**Supplied text**.

----

Ali Saad, MD
 
Manning LS, Mistri AK, Potter J, Rothwell PM, and Robinson TG
. Short-Term Blood Pressure Variability in Acute Stroke: Post Hoc Analysis of the Controlling Hypertension and Hypotension Immediately Post Stroke and Continue or Stop Post-Stroke Antihypertensives Collaborative Study Trials. Stroke. 2015

This was a retrospective analysis of standard deviation in the BP variability of acute ischemic stroke patients from the landmark CHHIPS and COSSACS trials. It looked at the effect on death and disability (mRS 4 and above) at 2 weeks. 


CHIPPS
Controlling Hypertension and Hypotension Immediately Post Stroke trial had 179 pts and controlled BPs <36 hours from stroke onset (95.5% patients included)

COSSACS
Continue Or Stop post-Stroke Antihypertensives Collaborative Study had 763 pts and controlled BP <48 hours from stroke onset (92.55% patients included)

They found that BP variability had no significant impact on death and disability at 2 weeks.

Limitations of this study:
The CHIPPS and COSSACs studies had different BP management strategies where the former involved active BP lowering and the latter involved simply holding or continuing home BP meds. The treatment periods and severity of patients’ strokes (median NIHSS 4 vs 9) were also different.

The assessment of death and disability at 2 weeks is an unusually short window as the standard time point for analysis in most stroke studies is 3 months. This may even be too early a window as stroke patients continue to recover well beyond this time period. A recent publication on the 12 month outcomes of IMS-III showed that patients with severe strokes did have less disability after thrombectomy whereas no difference was found at the original 3 month mark.

----

**Dataset entries**.
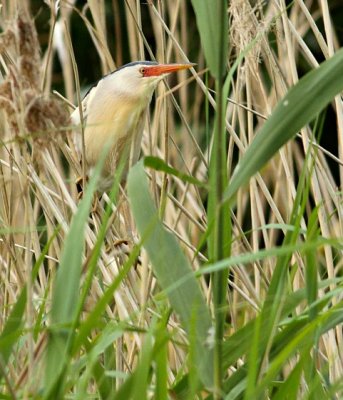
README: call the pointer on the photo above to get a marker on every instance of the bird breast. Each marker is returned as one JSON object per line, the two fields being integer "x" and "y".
{"x": 117, "y": 123}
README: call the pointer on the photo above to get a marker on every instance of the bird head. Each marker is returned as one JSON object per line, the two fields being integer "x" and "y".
{"x": 140, "y": 78}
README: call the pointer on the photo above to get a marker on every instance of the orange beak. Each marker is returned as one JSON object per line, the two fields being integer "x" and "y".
{"x": 161, "y": 69}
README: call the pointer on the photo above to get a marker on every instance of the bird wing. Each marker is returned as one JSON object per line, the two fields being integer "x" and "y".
{"x": 136, "y": 146}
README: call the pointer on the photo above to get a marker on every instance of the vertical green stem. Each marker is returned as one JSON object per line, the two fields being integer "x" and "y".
{"x": 222, "y": 216}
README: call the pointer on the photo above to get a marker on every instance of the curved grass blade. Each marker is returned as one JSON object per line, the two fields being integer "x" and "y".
{"x": 64, "y": 308}
{"x": 300, "y": 106}
{"x": 170, "y": 265}
{"x": 158, "y": 164}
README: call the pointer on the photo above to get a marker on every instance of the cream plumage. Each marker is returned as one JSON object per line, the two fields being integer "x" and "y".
{"x": 114, "y": 112}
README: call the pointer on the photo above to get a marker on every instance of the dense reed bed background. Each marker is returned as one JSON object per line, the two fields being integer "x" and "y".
{"x": 235, "y": 290}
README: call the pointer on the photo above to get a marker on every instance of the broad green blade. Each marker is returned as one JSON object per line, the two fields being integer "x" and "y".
{"x": 159, "y": 165}
{"x": 212, "y": 21}
{"x": 170, "y": 265}
{"x": 300, "y": 106}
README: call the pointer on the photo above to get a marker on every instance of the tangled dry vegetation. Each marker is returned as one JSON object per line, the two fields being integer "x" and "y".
{"x": 38, "y": 169}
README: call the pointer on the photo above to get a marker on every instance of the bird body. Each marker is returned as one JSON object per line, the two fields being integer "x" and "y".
{"x": 114, "y": 113}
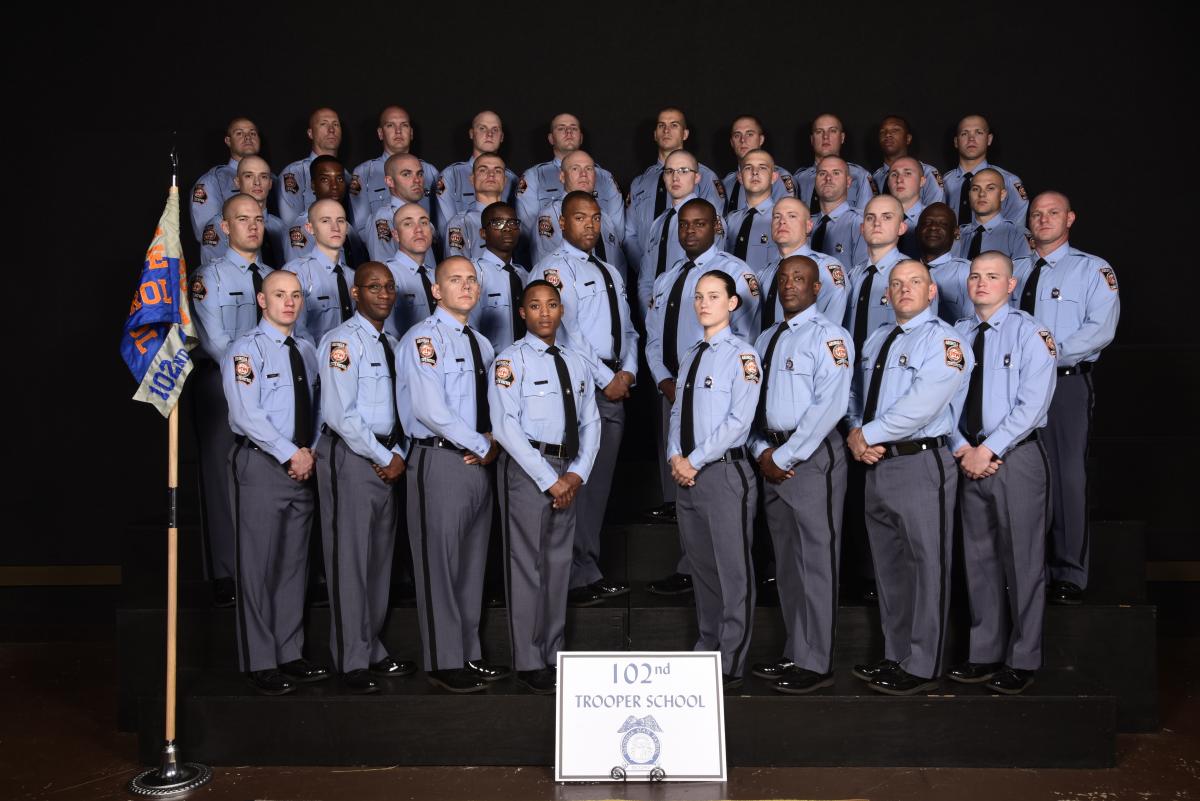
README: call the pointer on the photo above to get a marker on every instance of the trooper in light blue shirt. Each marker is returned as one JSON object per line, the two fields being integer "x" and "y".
{"x": 323, "y": 272}
{"x": 579, "y": 174}
{"x": 648, "y": 194}
{"x": 1075, "y": 295}
{"x": 325, "y": 133}
{"x": 455, "y": 191}
{"x": 745, "y": 134}
{"x": 545, "y": 184}
{"x": 370, "y": 187}
{"x": 827, "y": 138}
{"x": 790, "y": 227}
{"x": 895, "y": 137}
{"x": 972, "y": 139}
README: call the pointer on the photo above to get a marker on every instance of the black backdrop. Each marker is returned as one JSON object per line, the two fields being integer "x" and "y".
{"x": 1078, "y": 100}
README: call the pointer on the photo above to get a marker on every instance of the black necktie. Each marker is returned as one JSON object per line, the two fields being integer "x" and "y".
{"x": 519, "y": 329}
{"x": 301, "y": 434}
{"x": 397, "y": 429}
{"x": 687, "y": 426}
{"x": 671, "y": 324}
{"x": 663, "y": 244}
{"x": 1030, "y": 294}
{"x": 483, "y": 411}
{"x": 570, "y": 419}
{"x": 819, "y": 234}
{"x": 972, "y": 417}
{"x": 965, "y": 199}
{"x": 343, "y": 294}
{"x": 873, "y": 393}
{"x": 743, "y": 241}
{"x": 613, "y": 309}
{"x": 861, "y": 308}
{"x": 760, "y": 415}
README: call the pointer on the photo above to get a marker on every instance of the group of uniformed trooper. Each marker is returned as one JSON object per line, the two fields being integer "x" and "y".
{"x": 900, "y": 349}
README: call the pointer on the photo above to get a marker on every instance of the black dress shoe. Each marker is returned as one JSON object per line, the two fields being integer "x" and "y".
{"x": 225, "y": 592}
{"x": 270, "y": 682}
{"x": 304, "y": 672}
{"x": 1066, "y": 594}
{"x": 1011, "y": 681}
{"x": 456, "y": 681}
{"x": 541, "y": 682}
{"x": 664, "y": 513}
{"x": 609, "y": 589}
{"x": 901, "y": 682}
{"x": 799, "y": 681}
{"x": 582, "y": 596}
{"x": 391, "y": 668}
{"x": 771, "y": 669}
{"x": 486, "y": 670}
{"x": 360, "y": 681}
{"x": 875, "y": 669}
{"x": 673, "y": 584}
{"x": 973, "y": 673}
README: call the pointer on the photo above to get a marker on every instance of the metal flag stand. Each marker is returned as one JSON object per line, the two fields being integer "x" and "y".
{"x": 172, "y": 777}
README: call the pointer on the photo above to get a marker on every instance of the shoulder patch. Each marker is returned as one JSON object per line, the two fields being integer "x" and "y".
{"x": 953, "y": 354}
{"x": 749, "y": 367}
{"x": 243, "y": 371}
{"x": 339, "y": 355}
{"x": 504, "y": 372}
{"x": 839, "y": 353}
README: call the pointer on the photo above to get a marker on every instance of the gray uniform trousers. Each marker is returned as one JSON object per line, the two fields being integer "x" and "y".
{"x": 910, "y": 523}
{"x": 449, "y": 521}
{"x": 273, "y": 517}
{"x": 593, "y": 498}
{"x": 358, "y": 524}
{"x": 538, "y": 549}
{"x": 1003, "y": 546}
{"x": 804, "y": 518}
{"x": 1068, "y": 423}
{"x": 717, "y": 527}
{"x": 214, "y": 439}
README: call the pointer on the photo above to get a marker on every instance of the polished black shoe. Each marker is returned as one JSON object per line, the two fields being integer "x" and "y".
{"x": 973, "y": 673}
{"x": 360, "y": 682}
{"x": 541, "y": 682}
{"x": 1065, "y": 594}
{"x": 664, "y": 513}
{"x": 673, "y": 584}
{"x": 456, "y": 681}
{"x": 486, "y": 670}
{"x": 1011, "y": 681}
{"x": 771, "y": 669}
{"x": 901, "y": 682}
{"x": 582, "y": 596}
{"x": 609, "y": 589}
{"x": 875, "y": 669}
{"x": 225, "y": 592}
{"x": 304, "y": 672}
{"x": 799, "y": 681}
{"x": 391, "y": 668}
{"x": 270, "y": 682}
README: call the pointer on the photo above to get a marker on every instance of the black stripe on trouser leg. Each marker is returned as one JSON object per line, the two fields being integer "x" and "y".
{"x": 239, "y": 590}
{"x": 739, "y": 651}
{"x": 334, "y": 578}
{"x": 833, "y": 549}
{"x": 432, "y": 644}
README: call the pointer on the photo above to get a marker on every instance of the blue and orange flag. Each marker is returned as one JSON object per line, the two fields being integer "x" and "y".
{"x": 159, "y": 332}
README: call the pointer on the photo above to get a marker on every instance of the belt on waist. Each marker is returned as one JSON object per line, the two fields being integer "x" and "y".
{"x": 1081, "y": 368}
{"x": 910, "y": 446}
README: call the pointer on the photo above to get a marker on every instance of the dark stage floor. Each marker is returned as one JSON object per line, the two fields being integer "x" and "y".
{"x": 59, "y": 742}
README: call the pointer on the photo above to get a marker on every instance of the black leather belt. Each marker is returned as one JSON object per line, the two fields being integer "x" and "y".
{"x": 910, "y": 446}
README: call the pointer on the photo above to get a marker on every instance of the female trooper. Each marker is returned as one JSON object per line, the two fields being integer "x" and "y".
{"x": 706, "y": 449}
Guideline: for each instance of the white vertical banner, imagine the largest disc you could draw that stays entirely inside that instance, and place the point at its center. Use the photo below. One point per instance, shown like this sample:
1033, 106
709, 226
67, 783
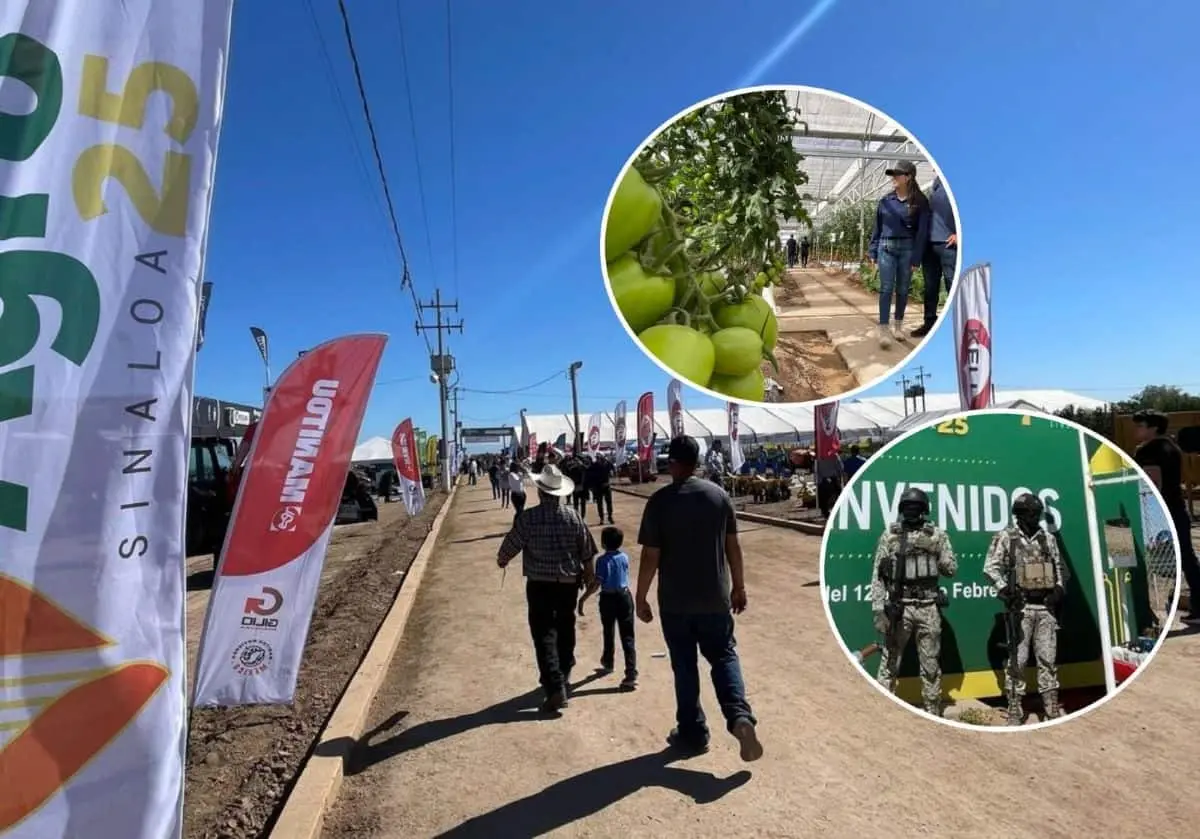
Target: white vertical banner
736, 457
675, 408
619, 432
594, 432
972, 337
108, 141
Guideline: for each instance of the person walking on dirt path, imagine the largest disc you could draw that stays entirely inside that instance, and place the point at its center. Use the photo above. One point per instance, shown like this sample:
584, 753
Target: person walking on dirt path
598, 478
689, 539
616, 605
898, 243
853, 463
906, 599
493, 477
516, 478
573, 467
1030, 576
941, 255
1163, 461
558, 555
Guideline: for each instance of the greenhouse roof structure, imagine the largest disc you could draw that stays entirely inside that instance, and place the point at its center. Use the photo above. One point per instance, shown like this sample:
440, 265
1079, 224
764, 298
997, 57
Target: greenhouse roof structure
846, 150
875, 417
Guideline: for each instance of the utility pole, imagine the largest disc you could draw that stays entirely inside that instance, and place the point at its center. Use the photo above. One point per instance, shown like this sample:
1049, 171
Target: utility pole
919, 378
442, 366
904, 391
575, 405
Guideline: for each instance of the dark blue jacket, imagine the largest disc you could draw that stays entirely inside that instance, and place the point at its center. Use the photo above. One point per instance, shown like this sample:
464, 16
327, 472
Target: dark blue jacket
941, 223
893, 221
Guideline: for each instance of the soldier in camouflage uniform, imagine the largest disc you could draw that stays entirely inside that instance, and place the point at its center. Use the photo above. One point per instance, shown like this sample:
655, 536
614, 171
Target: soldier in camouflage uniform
1027, 570
906, 598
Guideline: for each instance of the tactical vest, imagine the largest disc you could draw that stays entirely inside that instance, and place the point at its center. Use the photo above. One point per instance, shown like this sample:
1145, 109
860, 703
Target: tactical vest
919, 556
1037, 576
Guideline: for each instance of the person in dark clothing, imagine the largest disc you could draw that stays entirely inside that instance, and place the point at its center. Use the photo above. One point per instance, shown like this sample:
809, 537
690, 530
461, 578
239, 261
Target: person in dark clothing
558, 556
576, 469
1163, 461
689, 539
616, 605
598, 479
898, 243
941, 253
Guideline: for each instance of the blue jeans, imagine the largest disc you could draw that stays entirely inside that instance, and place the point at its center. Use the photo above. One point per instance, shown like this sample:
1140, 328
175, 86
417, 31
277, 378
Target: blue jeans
895, 276
939, 270
712, 635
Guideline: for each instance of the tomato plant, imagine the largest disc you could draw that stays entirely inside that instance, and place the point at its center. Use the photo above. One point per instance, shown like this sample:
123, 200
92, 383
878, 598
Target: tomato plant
642, 298
685, 351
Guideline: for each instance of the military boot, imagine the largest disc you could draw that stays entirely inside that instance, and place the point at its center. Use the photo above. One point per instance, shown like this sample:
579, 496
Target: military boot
1050, 702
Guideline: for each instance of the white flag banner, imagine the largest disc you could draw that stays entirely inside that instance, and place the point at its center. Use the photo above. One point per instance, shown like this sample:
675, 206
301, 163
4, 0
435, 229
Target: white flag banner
736, 457
594, 432
675, 408
972, 337
108, 137
619, 432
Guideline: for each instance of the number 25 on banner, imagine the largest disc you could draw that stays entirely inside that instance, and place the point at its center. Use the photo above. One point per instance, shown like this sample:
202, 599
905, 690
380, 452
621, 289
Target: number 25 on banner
59, 276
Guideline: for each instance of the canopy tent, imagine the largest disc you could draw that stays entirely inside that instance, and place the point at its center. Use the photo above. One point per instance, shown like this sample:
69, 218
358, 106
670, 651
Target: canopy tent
874, 417
372, 450
847, 149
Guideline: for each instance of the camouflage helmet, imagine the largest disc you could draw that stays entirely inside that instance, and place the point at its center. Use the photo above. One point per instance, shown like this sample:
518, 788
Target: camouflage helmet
912, 496
1027, 504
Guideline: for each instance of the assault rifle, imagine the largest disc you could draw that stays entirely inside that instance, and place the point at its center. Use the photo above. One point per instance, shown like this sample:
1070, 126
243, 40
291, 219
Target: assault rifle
894, 607
1012, 622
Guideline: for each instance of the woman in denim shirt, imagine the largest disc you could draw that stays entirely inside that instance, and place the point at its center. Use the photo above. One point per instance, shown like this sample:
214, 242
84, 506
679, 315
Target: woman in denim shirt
898, 243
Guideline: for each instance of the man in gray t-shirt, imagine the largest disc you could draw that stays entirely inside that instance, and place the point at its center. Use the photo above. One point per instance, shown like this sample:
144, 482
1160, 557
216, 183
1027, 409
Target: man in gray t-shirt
689, 539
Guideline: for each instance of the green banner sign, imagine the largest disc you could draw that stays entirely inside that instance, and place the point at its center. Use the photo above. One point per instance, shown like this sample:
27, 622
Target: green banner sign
973, 467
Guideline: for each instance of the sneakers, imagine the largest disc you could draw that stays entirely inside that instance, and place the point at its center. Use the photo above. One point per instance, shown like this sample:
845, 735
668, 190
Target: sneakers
885, 335
687, 744
748, 738
556, 701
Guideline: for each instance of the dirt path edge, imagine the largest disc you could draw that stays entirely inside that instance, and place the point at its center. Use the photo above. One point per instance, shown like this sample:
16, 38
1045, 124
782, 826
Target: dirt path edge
319, 781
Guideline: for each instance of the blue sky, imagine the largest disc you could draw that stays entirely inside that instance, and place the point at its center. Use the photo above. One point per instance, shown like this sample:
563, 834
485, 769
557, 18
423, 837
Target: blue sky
1061, 127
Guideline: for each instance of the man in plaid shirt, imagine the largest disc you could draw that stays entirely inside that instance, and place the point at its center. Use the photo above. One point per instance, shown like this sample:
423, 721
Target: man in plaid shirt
558, 561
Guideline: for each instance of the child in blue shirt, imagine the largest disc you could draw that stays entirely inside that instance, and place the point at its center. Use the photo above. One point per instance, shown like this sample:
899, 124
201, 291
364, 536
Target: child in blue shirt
616, 604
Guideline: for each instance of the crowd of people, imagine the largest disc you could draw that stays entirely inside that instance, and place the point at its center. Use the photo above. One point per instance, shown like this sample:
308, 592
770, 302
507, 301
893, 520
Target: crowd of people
689, 541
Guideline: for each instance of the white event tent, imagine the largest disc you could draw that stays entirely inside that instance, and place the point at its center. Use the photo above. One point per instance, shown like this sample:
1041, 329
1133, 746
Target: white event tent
879, 418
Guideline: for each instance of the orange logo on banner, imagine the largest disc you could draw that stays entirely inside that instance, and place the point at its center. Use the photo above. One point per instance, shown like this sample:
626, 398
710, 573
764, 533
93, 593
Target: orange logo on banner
67, 730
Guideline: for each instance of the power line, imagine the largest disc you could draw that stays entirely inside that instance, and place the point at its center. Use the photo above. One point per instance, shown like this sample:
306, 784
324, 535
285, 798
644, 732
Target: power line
454, 167
515, 390
331, 76
406, 277
412, 129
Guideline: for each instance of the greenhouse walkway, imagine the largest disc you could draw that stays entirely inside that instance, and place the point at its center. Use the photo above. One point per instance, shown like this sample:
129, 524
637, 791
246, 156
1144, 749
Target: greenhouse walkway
817, 301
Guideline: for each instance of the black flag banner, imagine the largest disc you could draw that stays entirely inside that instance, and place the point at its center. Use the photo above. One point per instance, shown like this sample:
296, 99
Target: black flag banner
205, 295
261, 340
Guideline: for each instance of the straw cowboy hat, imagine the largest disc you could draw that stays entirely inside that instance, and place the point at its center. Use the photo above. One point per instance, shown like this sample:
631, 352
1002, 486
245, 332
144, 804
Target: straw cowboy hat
553, 481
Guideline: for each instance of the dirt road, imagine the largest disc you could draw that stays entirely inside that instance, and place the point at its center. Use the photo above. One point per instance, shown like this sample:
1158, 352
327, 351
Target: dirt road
241, 761
457, 751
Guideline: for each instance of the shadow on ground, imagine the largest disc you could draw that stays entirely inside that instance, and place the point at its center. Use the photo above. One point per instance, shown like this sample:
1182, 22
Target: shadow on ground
588, 792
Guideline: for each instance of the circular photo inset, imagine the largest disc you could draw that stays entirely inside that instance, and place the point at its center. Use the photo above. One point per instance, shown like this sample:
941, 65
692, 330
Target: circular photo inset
780, 245
999, 569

----

**Your objective**.
Continue the stroke blood pressure variability summary above, starting after its final sentence about the IMS-III outcomes.

**Output**.
Another limitation of this study is that it lumps all strokes together. bp variability may very well be an important prognostic indicator in patients who have proven large vessel stenosis or occlusion and a subgroup analysis might demonstrate that. The 2 studies were not well matched by vascular territory of incident stroke, but both studies were underpowered to begin with.

The study takes casual cuff measurements and doesn’t measure true variability as an arterial line would. but then again, even if a study were to show that A-line BP variability measurements predicted outcome, it probably wouldn’t be cost effective or practical to put an A-line in every stroke patient.

The study population was mostly white and not well matched between COSSACS and CHHIPS for this demographic as well as several others.

How does this study change my practice? No effect.